--- start ---

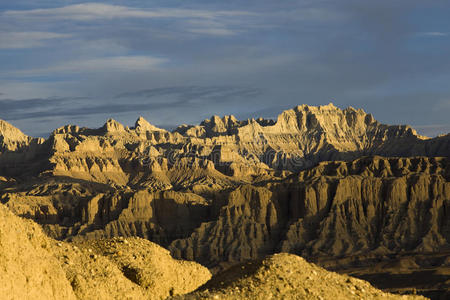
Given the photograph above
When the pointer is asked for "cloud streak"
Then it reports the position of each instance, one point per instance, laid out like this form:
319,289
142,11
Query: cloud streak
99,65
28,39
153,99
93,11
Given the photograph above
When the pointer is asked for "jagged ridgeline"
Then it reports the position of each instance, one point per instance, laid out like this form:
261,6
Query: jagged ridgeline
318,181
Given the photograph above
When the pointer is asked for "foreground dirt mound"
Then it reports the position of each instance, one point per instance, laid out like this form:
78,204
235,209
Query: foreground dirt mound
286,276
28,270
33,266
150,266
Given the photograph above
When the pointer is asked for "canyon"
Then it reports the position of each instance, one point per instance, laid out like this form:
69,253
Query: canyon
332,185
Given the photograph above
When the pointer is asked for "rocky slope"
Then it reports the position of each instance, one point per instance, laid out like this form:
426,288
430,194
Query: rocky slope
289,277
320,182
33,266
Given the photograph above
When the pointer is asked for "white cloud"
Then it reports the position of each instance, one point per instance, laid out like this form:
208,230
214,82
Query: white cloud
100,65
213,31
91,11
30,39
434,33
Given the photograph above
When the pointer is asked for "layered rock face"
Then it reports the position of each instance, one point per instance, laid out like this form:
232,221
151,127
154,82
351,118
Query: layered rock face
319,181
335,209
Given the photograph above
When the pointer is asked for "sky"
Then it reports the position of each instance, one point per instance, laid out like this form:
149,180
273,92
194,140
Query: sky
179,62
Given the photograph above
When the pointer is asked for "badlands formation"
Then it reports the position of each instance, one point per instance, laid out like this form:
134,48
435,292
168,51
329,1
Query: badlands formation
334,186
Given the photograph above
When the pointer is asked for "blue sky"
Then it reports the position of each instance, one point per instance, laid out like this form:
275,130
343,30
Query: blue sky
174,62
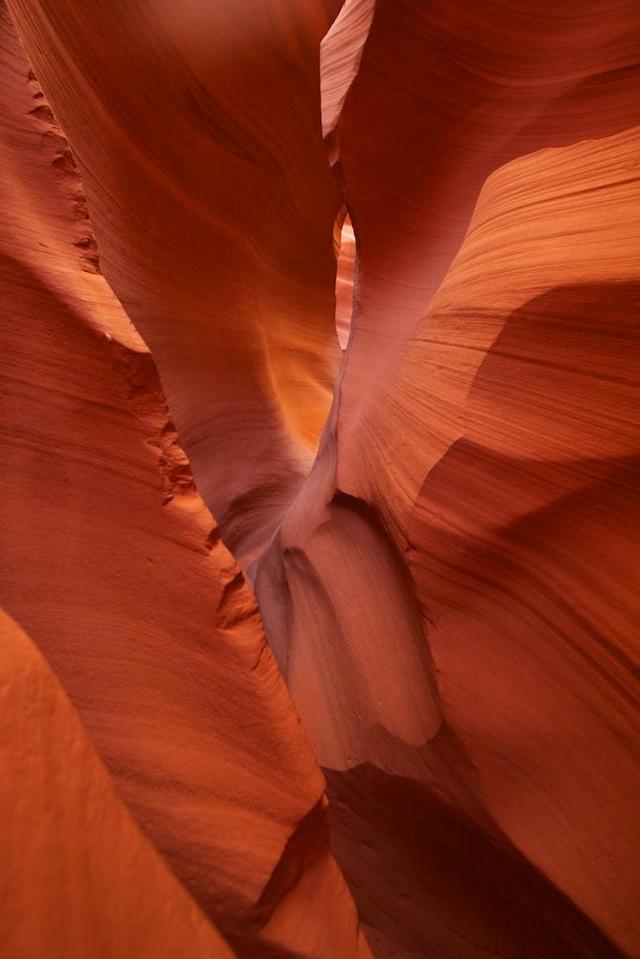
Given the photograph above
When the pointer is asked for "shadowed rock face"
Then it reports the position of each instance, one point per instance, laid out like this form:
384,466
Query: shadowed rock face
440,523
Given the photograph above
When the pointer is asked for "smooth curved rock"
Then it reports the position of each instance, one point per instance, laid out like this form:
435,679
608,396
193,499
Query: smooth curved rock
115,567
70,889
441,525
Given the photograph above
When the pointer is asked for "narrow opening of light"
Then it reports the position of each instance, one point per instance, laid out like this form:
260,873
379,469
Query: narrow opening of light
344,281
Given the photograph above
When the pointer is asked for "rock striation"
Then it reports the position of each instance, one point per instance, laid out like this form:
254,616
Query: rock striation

--- end ---

__Task description__
Write out the whole listing exactly, and drop the pictures.

__Solved problem__
Given the photograph above
When the pointer is asked for "cloud streak"
Then it reports the position of each instance, one point per instance, laid out like this form:
319,289
142,11
Query: cloud streak
99,65
28,39
153,99
93,11
Given the photograph above
When the pointer is asked for "jagged ridgeline"
Then it reports the position of each instance, one point per instance, laid out like this form:
261,6
Query: jagged ridgeline
318,181
Given the photograph above
When the pointer is asked for "foreground dirt mound"
Then it reports the position of each instance, one point per instance, laid out like this form:
78,204
235,209
Query: foreground dirt mound
286,276
28,270
33,266
150,266
Given the photograph above
When the pointer is asked for "canyon"
Then it reports the position of each instance, one point per instance, laid out like this form:
69,253
Query: canyon
332,185
Given the photograph above
When the pointer is asked for "rocky slope"
Then it reports the position of each instance, one point per instance, laid out like this form:
426,288
430,194
Query: rocky slope
289,277
320,182
33,266
Given the photograph above
When the pointer is asked for "white cloud"
Then it reports the position of each instance, one point per instance, laid out like this form:
208,230
214,82
Query: white cloud
100,65
213,31
91,11
30,39
434,33
Given the photograph above
When the pointer is asked for "layered rock face"
Then it reports the position of each instance, one point per instance, laid out like this form:
232,221
151,127
154,82
351,118
Query: layered rock face
319,181
335,209
Given the photograph above
When the pointer is asked for "sky"
Then it reports the position of each instance, one point per instance, laid out like this form:
149,180
273,92
194,140
Query: sky
179,62
Given the photograph above
When the pointer is asked for "badlands formation"
Then it reports the position of each instance, one point per instance, laid out like this form:
134,48
435,292
168,51
329,1
Query: badlands formation
334,186
Given the photograph above
When the pointer is asked for "blue sky"
Then it reports the position of each instance, one point per instance, laid out like this form:
275,130
343,30
Query: blue sky
174,62
Given the photograph above
When the pointer is asked for "shadowed rock face"
Then it reports the position of each instance, one point per instance, laid out like this form:
384,466
Query: shadowed rock face
440,523
Given the photograph above
When the pointer is asked for "smooth curved rock"
Then it reports the position of each instance, one point per instance, laid out like this form:
435,679
608,396
193,499
Query: smooth curved rock
115,567
70,889
441,525
Given the photograph above
When the pointer is asked for "narrow opening of light"
Then it reports the position of each instance, one point per instance, laid out like this form:
260,873
379,469
Query: narrow opening of light
344,281
Given the photograph above
When the pointer is asked for "rock striation"
Then it reports the position of each instance, one point per instance, laid out like this form:
254,616
Query: rock striation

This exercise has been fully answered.